>> start

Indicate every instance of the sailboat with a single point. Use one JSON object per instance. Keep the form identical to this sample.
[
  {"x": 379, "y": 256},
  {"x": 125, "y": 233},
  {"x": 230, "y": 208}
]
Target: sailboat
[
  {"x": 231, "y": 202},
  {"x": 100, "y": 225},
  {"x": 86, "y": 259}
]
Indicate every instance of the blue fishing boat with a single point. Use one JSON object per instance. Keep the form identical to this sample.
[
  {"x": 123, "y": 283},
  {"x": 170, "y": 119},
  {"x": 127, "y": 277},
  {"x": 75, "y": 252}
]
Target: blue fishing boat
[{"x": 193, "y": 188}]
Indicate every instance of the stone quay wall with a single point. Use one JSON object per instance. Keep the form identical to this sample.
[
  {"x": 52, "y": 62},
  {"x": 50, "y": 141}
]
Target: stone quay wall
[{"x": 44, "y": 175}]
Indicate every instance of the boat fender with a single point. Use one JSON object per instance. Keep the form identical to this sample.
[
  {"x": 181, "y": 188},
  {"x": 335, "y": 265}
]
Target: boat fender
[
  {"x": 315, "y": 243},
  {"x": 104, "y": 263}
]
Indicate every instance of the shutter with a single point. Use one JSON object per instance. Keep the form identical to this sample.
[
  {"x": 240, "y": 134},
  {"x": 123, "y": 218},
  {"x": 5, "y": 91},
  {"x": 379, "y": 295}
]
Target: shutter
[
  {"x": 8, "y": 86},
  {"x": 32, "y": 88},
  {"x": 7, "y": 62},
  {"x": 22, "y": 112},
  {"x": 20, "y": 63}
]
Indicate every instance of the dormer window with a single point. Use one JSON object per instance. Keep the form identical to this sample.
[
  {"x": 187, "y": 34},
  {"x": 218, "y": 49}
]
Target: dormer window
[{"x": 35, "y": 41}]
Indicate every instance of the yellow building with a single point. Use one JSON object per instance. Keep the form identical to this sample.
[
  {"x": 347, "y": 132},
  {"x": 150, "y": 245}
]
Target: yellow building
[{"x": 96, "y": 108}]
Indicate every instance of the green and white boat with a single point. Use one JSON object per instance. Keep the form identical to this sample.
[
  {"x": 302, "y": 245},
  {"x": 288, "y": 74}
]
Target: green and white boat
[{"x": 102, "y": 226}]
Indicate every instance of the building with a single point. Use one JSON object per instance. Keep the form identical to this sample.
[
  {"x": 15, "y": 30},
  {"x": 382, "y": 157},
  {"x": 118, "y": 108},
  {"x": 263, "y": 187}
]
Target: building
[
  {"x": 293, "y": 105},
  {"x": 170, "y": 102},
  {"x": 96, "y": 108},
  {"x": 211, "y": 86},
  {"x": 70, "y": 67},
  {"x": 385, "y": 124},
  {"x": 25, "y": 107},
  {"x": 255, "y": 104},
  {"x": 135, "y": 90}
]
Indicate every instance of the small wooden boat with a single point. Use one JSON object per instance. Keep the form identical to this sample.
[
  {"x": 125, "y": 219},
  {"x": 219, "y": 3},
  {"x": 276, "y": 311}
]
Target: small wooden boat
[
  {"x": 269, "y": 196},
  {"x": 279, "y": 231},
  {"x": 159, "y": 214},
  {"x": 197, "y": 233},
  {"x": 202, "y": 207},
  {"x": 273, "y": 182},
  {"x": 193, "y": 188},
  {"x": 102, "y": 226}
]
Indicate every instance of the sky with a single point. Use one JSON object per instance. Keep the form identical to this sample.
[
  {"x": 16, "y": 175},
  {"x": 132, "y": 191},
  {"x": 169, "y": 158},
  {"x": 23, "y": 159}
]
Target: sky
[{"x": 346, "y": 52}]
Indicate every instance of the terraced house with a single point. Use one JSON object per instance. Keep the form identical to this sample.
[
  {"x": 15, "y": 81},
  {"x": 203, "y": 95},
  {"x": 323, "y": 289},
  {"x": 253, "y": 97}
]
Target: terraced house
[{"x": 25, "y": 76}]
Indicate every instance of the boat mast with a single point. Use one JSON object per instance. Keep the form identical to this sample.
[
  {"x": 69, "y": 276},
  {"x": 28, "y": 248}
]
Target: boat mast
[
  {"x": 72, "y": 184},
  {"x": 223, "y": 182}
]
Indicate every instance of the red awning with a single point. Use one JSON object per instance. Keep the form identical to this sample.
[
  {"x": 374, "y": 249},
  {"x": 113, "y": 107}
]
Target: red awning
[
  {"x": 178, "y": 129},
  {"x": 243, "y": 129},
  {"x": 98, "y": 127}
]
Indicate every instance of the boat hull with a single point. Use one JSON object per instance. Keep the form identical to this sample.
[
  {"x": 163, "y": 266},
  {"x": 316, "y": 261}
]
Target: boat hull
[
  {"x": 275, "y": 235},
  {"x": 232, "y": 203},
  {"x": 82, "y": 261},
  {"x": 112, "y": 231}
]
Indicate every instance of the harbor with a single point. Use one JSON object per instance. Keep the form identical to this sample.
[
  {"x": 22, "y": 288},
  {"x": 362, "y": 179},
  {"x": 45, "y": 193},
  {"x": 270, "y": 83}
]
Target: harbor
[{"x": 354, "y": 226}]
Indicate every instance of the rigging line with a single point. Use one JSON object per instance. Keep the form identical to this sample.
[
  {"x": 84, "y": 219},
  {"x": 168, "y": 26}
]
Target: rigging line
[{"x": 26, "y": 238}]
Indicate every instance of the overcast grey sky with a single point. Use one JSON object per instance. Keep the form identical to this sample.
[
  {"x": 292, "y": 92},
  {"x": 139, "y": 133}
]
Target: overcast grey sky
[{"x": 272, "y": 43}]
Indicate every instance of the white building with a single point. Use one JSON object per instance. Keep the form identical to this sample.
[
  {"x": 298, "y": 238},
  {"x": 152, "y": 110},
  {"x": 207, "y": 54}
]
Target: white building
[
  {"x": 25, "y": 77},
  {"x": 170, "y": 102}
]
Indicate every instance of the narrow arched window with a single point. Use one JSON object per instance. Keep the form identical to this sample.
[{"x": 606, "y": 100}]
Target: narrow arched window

>> end

WRITTEN REQUEST
Copy out all of the records above with nothing altered.

EXPECTED OUTPUT
Indicate every instance of the sailboat with a single point. Use one JSON object per instance. Keep the form identical to this sample.
[
  {"x": 379, "y": 256},
  {"x": 125, "y": 233},
  {"x": 230, "y": 208}
]
Target: sailboat
[
  {"x": 231, "y": 202},
  {"x": 100, "y": 225},
  {"x": 86, "y": 259}
]
Indicate every instance of the blue fishing boat with a single point. Use one JSON object per instance. Keep the form identical to this sample.
[
  {"x": 123, "y": 283},
  {"x": 170, "y": 119},
  {"x": 127, "y": 277},
  {"x": 75, "y": 252}
]
Target: blue fishing boat
[{"x": 193, "y": 188}]
Indicate every instance of the stone quay wall with a single point. Use one JSON object per instance. Keep the form identical to this sample.
[
  {"x": 52, "y": 62},
  {"x": 50, "y": 141}
]
Target: stone quay wall
[{"x": 44, "y": 175}]
Indicate every instance of the boat fender with a single point. Use one JSON object per instance. Keep the form identical to this sample.
[
  {"x": 181, "y": 188},
  {"x": 335, "y": 265}
]
Target: boat fender
[
  {"x": 315, "y": 243},
  {"x": 104, "y": 263}
]
Indicate every instance of the shutter with a single point. Use one JSON object per instance. Keep the form identical to this sample.
[
  {"x": 240, "y": 134},
  {"x": 123, "y": 218},
  {"x": 5, "y": 91},
  {"x": 379, "y": 295}
]
Target: shutter
[
  {"x": 8, "y": 86},
  {"x": 32, "y": 88},
  {"x": 7, "y": 62},
  {"x": 22, "y": 112},
  {"x": 20, "y": 63}
]
Indicate every instance of the dormer window with a single point. Use one JSON object per instance. Keep the form identical to this sample.
[
  {"x": 187, "y": 34},
  {"x": 218, "y": 49}
]
Target: dormer window
[{"x": 35, "y": 41}]
Indicate every instance of the yellow building with a single point. Use one JSON object per instance. Keep the form identical to this sample.
[
  {"x": 347, "y": 132},
  {"x": 150, "y": 245}
]
Target: yellow building
[{"x": 96, "y": 108}]
Indicate every instance of the green and white boat with a single point. Use one JSON object per instance. Keep the form identical to this sample.
[
  {"x": 302, "y": 245},
  {"x": 288, "y": 74}
]
Target: green and white boat
[{"x": 102, "y": 226}]
Indicate every instance of the building with a single point. Use one JSON object per instance. Keep the form identical to this sample.
[
  {"x": 15, "y": 30},
  {"x": 382, "y": 157},
  {"x": 118, "y": 108},
  {"x": 263, "y": 187}
]
Target: building
[
  {"x": 293, "y": 105},
  {"x": 170, "y": 102},
  {"x": 96, "y": 108},
  {"x": 211, "y": 86},
  {"x": 70, "y": 67},
  {"x": 385, "y": 124},
  {"x": 25, "y": 107},
  {"x": 255, "y": 104},
  {"x": 135, "y": 90}
]
Indicate every instance of the small wooden boat with a single point. Use one JSON object per instance. Keep the form identical to this sample.
[
  {"x": 125, "y": 219},
  {"x": 219, "y": 3},
  {"x": 276, "y": 311}
]
Target: small wooden boat
[
  {"x": 269, "y": 196},
  {"x": 279, "y": 231},
  {"x": 159, "y": 214},
  {"x": 197, "y": 233},
  {"x": 202, "y": 207},
  {"x": 273, "y": 182},
  {"x": 193, "y": 188},
  {"x": 102, "y": 226}
]
Indicate every instance of the sky with a single point. Use one JSON object per instance. Keep the form identical to this sample.
[
  {"x": 16, "y": 175},
  {"x": 132, "y": 191},
  {"x": 169, "y": 158},
  {"x": 23, "y": 159}
]
Target: sky
[{"x": 346, "y": 52}]
Indicate every instance of the terraced house with a single point. Use one JSON object per instance. Keep the form identical to this sample.
[
  {"x": 15, "y": 81},
  {"x": 203, "y": 95},
  {"x": 323, "y": 289},
  {"x": 253, "y": 97}
]
Target: terraced house
[{"x": 25, "y": 76}]
Indicate every instance of the boat mast with a single point. Use one JSON object per instance. Keep the form identical to this sample.
[
  {"x": 69, "y": 276},
  {"x": 28, "y": 248}
]
Target: boat mast
[
  {"x": 72, "y": 184},
  {"x": 223, "y": 182}
]
Indicate every instance of the red awning with a single point. Use one JSON object per instance. Keep the form identical to this sample.
[
  {"x": 374, "y": 249},
  {"x": 113, "y": 107}
]
Target: red awning
[
  {"x": 178, "y": 129},
  {"x": 243, "y": 129},
  {"x": 98, "y": 127}
]
Indicate every instance of the boat hull with a single point. Use one JSON object per instance. Keep the form identical to this sample.
[
  {"x": 163, "y": 266},
  {"x": 316, "y": 261}
]
Target: boat hull
[
  {"x": 275, "y": 235},
  {"x": 232, "y": 203},
  {"x": 82, "y": 261},
  {"x": 112, "y": 231}
]
Indicate every instance of the harbor with a single point. Use one JSON object per instance. Keep the form identical to this sample.
[
  {"x": 22, "y": 288},
  {"x": 362, "y": 179},
  {"x": 45, "y": 193},
  {"x": 270, "y": 83}
]
Target: harbor
[{"x": 354, "y": 226}]
Indicate every instance of the rigging line with a single point. Use one JSON object per instance. Keep the form identical to this sample.
[
  {"x": 84, "y": 219},
  {"x": 168, "y": 26}
]
Target: rigging line
[{"x": 26, "y": 238}]
Indicate every instance of the overcast grey sky with a single point. Use one JSON object per instance. Keep the form identical to this sample.
[
  {"x": 292, "y": 92},
  {"x": 139, "y": 133}
]
Target: overcast grey sky
[{"x": 272, "y": 43}]
Indicate every instance of the white building with a single point. Use one JSON object per instance. Keep the form identical to this sample.
[
  {"x": 298, "y": 238},
  {"x": 152, "y": 110},
  {"x": 207, "y": 54}
]
Target: white building
[
  {"x": 25, "y": 77},
  {"x": 170, "y": 102}
]
Indicate every instance of the narrow arched window with a single point. Use one JSON object per instance. Keep the form identical to this sample.
[{"x": 606, "y": 100}]
Target: narrow arched window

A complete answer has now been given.